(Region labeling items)
⟨

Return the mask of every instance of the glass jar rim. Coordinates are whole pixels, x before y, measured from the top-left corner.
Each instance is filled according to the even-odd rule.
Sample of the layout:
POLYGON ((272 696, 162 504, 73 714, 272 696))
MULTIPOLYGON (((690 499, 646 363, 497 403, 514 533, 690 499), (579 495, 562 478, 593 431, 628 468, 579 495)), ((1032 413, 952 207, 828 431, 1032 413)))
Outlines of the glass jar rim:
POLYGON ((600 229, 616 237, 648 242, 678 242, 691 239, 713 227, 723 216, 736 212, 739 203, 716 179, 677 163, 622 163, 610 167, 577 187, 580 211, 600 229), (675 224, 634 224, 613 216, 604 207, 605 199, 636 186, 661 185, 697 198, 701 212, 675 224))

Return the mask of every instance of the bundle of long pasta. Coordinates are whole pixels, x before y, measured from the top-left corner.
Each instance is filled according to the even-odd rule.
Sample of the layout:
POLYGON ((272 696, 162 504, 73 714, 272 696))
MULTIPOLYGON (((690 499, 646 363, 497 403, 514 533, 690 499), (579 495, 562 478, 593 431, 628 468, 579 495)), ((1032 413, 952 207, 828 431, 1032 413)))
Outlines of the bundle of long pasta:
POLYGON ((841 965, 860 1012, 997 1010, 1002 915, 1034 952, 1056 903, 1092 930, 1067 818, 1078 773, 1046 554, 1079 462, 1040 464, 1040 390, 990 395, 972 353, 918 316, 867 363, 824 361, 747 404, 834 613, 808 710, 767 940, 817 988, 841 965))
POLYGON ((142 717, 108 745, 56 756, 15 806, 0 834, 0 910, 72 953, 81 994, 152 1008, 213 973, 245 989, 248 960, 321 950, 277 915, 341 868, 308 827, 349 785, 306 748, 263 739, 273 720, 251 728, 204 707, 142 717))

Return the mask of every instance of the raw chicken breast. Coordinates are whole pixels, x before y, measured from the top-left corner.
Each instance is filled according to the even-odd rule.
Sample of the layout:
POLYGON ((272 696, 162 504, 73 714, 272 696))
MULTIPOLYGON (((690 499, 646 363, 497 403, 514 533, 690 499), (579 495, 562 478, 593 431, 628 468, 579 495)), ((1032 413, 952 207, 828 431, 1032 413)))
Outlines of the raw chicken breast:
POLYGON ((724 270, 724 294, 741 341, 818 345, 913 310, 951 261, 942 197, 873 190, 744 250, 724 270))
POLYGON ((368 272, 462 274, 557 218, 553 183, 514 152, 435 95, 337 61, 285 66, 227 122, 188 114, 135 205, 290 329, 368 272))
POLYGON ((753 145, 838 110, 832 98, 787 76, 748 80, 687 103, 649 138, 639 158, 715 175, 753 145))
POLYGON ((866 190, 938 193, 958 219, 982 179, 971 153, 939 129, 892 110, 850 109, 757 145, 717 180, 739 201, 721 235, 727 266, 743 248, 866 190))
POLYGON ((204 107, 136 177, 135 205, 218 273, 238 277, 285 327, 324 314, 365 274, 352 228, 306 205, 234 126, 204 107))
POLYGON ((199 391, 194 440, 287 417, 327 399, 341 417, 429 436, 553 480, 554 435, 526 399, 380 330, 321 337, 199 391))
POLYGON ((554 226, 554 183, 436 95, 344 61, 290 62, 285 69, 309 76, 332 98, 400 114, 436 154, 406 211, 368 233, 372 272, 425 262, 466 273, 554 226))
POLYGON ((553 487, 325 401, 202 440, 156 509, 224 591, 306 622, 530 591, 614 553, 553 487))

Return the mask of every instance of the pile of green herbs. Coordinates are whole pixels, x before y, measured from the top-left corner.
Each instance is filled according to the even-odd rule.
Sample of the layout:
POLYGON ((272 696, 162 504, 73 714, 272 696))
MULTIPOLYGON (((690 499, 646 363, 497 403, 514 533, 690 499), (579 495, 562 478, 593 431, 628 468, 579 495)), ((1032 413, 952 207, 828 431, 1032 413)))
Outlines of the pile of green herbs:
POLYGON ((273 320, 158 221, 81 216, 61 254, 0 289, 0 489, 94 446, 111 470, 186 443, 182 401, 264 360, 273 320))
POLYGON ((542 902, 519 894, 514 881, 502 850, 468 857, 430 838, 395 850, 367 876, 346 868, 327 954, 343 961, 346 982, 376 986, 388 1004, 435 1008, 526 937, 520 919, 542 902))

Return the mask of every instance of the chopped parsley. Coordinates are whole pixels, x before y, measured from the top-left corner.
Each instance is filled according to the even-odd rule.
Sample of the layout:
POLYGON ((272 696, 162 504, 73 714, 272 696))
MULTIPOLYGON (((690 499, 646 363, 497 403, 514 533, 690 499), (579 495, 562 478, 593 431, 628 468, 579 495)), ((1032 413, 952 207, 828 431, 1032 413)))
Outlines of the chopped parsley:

⟩

- [GOAL] Put every line of the entries above into a Markdown table with the columns Row and Entry line. Number the rows in order and leave out blank lines.

- [SOLUTION TO THIS PROBLEM]
| Row | Entry line |
|---|---|
| 1 | Return the mask of every instance of the glass jar rim. Coordinates are whole pixels, x before y, measured from the top-left corner. |
| 2 | Each instance is filled according to the even-odd rule. |
| 3 | Sample of the layout: |
| 4 | POLYGON ((272 696, 162 504, 73 714, 272 696)) |
| 5 | MULTIPOLYGON (((690 499, 646 363, 497 403, 514 533, 690 499), (579 495, 562 478, 593 431, 628 468, 579 495)), ((1032 413, 952 207, 828 431, 1032 413))) |
| 6 | Outlines of the glass jar rim: |
| 7 | POLYGON ((600 229, 616 237, 648 242, 678 242, 691 239, 713 227, 723 216, 736 212, 739 203, 716 179, 677 163, 622 163, 610 167, 577 187, 580 211, 600 229), (675 224, 634 224, 613 216, 604 207, 605 199, 636 186, 661 185, 697 198, 701 212, 675 224)) |
| 8 | Return the mask of every instance of the bundle of long pasta. Coordinates are whole pixels, x before y, measured from the top-left corner. |
| 9 | Each instance is filled according to the even-odd rule. |
| 10 | Sample of the layout: |
| 11 | POLYGON ((272 696, 162 504, 73 714, 272 696)) |
| 12 | MULTIPOLYGON (((690 499, 646 363, 497 403, 514 533, 690 499), (579 495, 562 478, 593 431, 628 468, 579 495)), ((1032 413, 952 207, 828 431, 1032 413))) |
| 13 | Outlines of the bundle of long pasta: |
| 14 | POLYGON ((841 965, 860 1012, 997 1010, 1002 915, 1034 952, 1056 903, 1092 930, 1067 818, 1078 773, 1046 554, 1079 462, 1040 464, 1040 390, 990 395, 972 353, 918 316, 867 363, 824 361, 747 404, 834 613, 808 710, 767 940, 817 988, 841 965)) |
| 15 | POLYGON ((142 717, 108 745, 56 756, 15 806, 0 834, 0 910, 72 953, 81 994, 152 1008, 213 973, 245 989, 248 960, 321 950, 277 915, 341 868, 308 827, 349 785, 306 748, 263 739, 273 720, 251 728, 204 707, 142 717)) |
| 16 | Return the mask of every instance of the raw chicken breast. Coordinates are whole pixels, x before y, measured from the top-left corner. |
| 17 | Each instance is filled according to the even-odd rule. |
| 18 | Sample of the layout: |
| 19 | POLYGON ((272 696, 162 504, 73 714, 272 696)) |
| 20 | MULTIPOLYGON (((690 499, 646 363, 497 403, 514 533, 690 499), (579 495, 562 478, 593 431, 628 468, 579 495)), ((1032 413, 952 207, 828 431, 1032 413))) |
| 21 | Outlines of the raw chicken breast: |
| 22 | POLYGON ((724 270, 724 294, 741 341, 818 345, 913 310, 951 261, 942 197, 873 190, 744 250, 724 270)) |
| 23 | POLYGON ((368 272, 462 274, 557 218, 553 183, 514 152, 435 95, 337 61, 285 66, 227 122, 188 114, 135 205, 290 329, 368 272)) |
| 24 | POLYGON ((753 145, 838 110, 832 98, 787 76, 748 80, 687 103, 649 138, 639 158, 715 175, 753 145)) |
| 25 | POLYGON ((866 190, 938 193, 958 219, 982 179, 971 153, 939 129, 892 110, 850 109, 757 145, 717 180, 739 201, 721 235, 727 266, 743 248, 866 190)) |
| 26 | POLYGON ((204 107, 136 177, 135 205, 218 273, 238 277, 285 327, 324 314, 365 274, 352 228, 306 205, 234 126, 204 107)) |
| 27 | POLYGON ((199 391, 194 440, 287 417, 327 399, 341 417, 429 436, 553 480, 554 435, 526 399, 380 330, 321 337, 199 391)) |
| 28 | POLYGON ((554 226, 554 183, 436 95, 344 61, 290 62, 285 69, 309 76, 332 98, 400 114, 436 154, 406 211, 368 233, 372 272, 425 262, 466 273, 554 226)) |
| 29 | POLYGON ((553 487, 325 401, 202 440, 156 509, 224 591, 306 622, 530 591, 614 553, 553 487)) |
| 30 | Return the mask of every instance of the pile of green herbs. Coordinates are whole pixels, x before y, measured from the top-left corner. |
| 31 | Each instance is filled according to the even-odd rule. |
| 32 | Sample of the layout: |
| 33 | POLYGON ((272 696, 162 504, 73 714, 272 696)) |
| 34 | MULTIPOLYGON (((690 499, 646 363, 497 403, 514 533, 690 499), (579 495, 562 478, 593 431, 628 468, 579 495)), ((1032 413, 952 207, 828 431, 1032 413))) |
| 35 | Outlines of the pile of green herbs: |
| 36 | POLYGON ((273 320, 158 221, 81 216, 61 254, 0 289, 0 489, 94 446, 111 470, 186 443, 182 401, 264 360, 273 320)) |
| 37 | POLYGON ((542 902, 519 894, 514 881, 502 850, 468 857, 430 838, 395 850, 367 876, 346 868, 327 954, 343 961, 346 982, 376 986, 388 1004, 435 1008, 526 937, 520 919, 542 902)) |
| 38 | Return the mask of every instance of the chopped parsley. Coordinates are whole pixels, x before y, measured from the top-left corner. |
| 39 | Each instance is filled according to the even-odd rule. |
| 40 | Sample of the layout: |
| 41 | POLYGON ((272 696, 162 504, 73 714, 272 696)) |
| 42 | MULTIPOLYGON (((690 499, 646 363, 497 403, 514 533, 690 499), (579 495, 562 478, 593 431, 628 468, 579 495)), ((1032 413, 952 207, 828 431, 1032 413))) |
| 43 | Outlines of the chopped parsley: |